## Exercise
Rewrite every entry below, changing "Roadside-survey" to "Sidewalk-survey" and leaving everything else the same.

## Data records
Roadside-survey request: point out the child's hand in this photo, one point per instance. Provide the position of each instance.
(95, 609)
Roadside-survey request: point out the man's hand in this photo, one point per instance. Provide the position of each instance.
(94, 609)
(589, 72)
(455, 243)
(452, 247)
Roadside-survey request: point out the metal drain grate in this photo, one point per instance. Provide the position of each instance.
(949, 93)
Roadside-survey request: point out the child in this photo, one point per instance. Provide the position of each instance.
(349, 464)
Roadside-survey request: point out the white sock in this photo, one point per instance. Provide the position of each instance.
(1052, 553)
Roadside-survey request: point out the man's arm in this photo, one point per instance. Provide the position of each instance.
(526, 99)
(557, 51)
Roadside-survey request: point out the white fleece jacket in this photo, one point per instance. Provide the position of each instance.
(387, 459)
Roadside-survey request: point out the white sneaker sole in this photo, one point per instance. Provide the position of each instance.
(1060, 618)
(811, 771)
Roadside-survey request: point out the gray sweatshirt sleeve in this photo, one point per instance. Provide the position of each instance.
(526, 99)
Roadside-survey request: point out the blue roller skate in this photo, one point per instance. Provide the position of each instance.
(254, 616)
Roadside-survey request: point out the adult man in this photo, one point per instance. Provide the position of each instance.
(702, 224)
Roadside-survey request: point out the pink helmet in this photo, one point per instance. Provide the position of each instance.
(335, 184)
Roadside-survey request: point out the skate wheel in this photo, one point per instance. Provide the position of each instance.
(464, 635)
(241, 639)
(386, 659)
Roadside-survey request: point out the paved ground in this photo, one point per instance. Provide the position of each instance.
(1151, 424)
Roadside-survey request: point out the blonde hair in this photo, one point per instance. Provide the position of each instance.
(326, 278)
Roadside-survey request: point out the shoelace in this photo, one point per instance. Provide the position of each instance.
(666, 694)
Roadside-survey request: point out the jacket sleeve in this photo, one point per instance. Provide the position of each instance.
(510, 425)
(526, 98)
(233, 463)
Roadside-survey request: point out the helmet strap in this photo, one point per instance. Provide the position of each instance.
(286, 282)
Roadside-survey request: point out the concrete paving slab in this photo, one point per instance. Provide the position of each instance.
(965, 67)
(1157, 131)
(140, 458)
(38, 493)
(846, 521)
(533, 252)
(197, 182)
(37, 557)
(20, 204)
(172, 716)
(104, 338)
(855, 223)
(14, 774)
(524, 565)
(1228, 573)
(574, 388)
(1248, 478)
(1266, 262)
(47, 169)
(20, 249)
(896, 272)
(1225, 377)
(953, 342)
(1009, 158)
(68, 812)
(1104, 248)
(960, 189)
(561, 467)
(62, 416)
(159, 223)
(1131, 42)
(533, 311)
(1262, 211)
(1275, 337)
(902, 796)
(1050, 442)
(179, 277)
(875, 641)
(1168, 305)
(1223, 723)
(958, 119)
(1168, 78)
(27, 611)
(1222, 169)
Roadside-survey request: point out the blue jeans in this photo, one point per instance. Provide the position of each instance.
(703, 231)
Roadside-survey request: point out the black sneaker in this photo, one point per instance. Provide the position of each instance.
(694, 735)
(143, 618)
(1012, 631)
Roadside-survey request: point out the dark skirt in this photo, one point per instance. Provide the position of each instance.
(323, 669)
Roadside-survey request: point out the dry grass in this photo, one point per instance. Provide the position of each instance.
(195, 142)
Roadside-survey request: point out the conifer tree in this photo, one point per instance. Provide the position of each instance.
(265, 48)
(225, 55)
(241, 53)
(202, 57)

## Written answer
Sidewalk-survey request: point out the child's hand in this photo, one point per instance. Provide the position of each instance.
(95, 609)
Sidewalk-survey request: point out the man's hand in this photo, one point per instance. Provide the position of each instance.
(94, 609)
(589, 72)
(455, 243)
(452, 247)
Sidewalk-survey request: point out the metal drain grate in this photo, one point per instance. Provide the position of each instance.
(949, 93)
Sidewalk-survey request: point out the child in this photo, one point per instance. Provide the position of each instance.
(349, 464)
Sidewalk-survey request: point out the white sock in this photo, one point per instance. Provide the position of each instance.
(1052, 553)
Sidewalk-survey request: point out the man's arm in this photo, one point per instance. Provide the position of each instance.
(526, 99)
(557, 51)
Sidewalk-survey request: point out the white fleece jacket in this photo, one point per instance. Provide the position of each instance.
(387, 459)
Sidewalk-survey request: point out the white sneaker sole in this photo, one point per instance. Provide the position of each instance.
(1060, 618)
(811, 771)
Sidewalk-survey request: point out the gray sweatshirt sleeve in this photo, one point per instance. Provide the position of each instance.
(526, 99)
Sidewalk-survey request: point out the blue roller skate in this photo, one point per instance. Provide the position of each instance.
(254, 616)
Sidewalk-survey request: point out the adult man in this photo, one point per instance. Provide the position of each instance.
(702, 224)
Sidewalk-survey request: point out the pink helmet in this photo, one point per instance. Provide the position of each instance.
(335, 184)
Sidewalk-survey request: point out the skate wheel in this photo, one point per instance. Provide the position of each instance.
(464, 635)
(241, 639)
(386, 659)
Sidewalk-survey request: point out the paved ground in this photo, one point per instance. Provide the position of each instance.
(1151, 424)
Sidewalk-survey request: point out the blonde hair in this photo, one point per instance. Provide the position of each instance.
(326, 278)
Sidewalk-survey request: point out the shoelace in this photo, one point per instance. Provide the position of each instance.
(666, 694)
Sidewalk-survey request: point out the jacket sleeve in this photo, one point per instance. Provide the position of each instance.
(510, 425)
(526, 98)
(233, 463)
Sidewalk-survey request: point out the helmet strap in this photo, one point per instance. Provide the position of each instance.
(286, 282)
Sidewalk-survey request: point out the concrete paving slab in this photo, one point per instance. Provide the position of each instance.
(965, 67)
(1157, 131)
(140, 458)
(38, 493)
(846, 521)
(533, 252)
(197, 182)
(37, 557)
(20, 204)
(172, 716)
(104, 338)
(855, 223)
(14, 774)
(524, 565)
(1228, 573)
(574, 388)
(1248, 478)
(1266, 262)
(47, 169)
(20, 249)
(896, 272)
(1225, 377)
(953, 342)
(1009, 158)
(68, 812)
(1104, 248)
(960, 189)
(561, 467)
(62, 416)
(159, 223)
(1131, 42)
(533, 311)
(1262, 211)
(1275, 337)
(902, 796)
(1050, 442)
(179, 277)
(875, 641)
(1168, 305)
(1223, 723)
(958, 119)
(1168, 78)
(27, 611)
(1222, 169)
Sidewalk-survey request: point out the blue jeans in this photo, one point per instance. Provide the position of each instance.
(703, 231)
Sidewalk-survey request: point out the black sneaker in this photo, one point per instance. Provide the position of each instance.
(694, 735)
(143, 618)
(1012, 631)
Sidewalk-survey request: point out the dark skirt in this photo, one point per instance. Provide the position of each instance.
(323, 669)
Sidewalk-survey request: point out the dry grass in this photo, one point per instance. Provide the position of each instance.
(195, 142)
Sidewalk-survey request: point out the conifer tree in this photo, one point per instance. Provide the position of each instance.
(265, 48)
(225, 55)
(241, 53)
(202, 57)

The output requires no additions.